» **PROBLEM DESCRIPTION**: Report how many lines in the data include the string "instance", and add nothing else.

» **INPUT MATERIAL**:
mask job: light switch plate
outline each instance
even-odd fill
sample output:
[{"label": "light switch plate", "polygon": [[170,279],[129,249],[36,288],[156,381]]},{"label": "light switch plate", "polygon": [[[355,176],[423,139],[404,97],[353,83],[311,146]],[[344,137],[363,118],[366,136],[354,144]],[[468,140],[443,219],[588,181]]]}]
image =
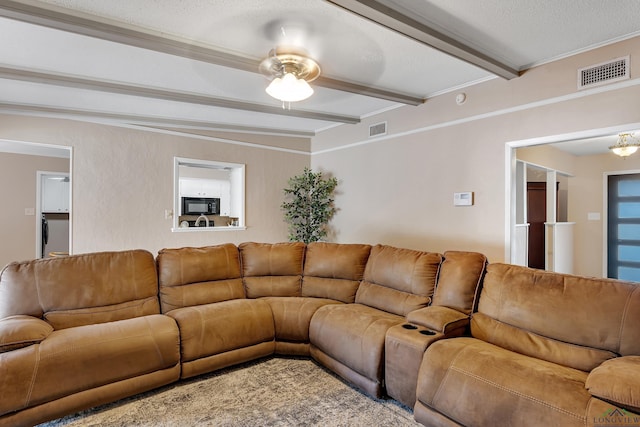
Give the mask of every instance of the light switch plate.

» **ANSWER BELOW**: 2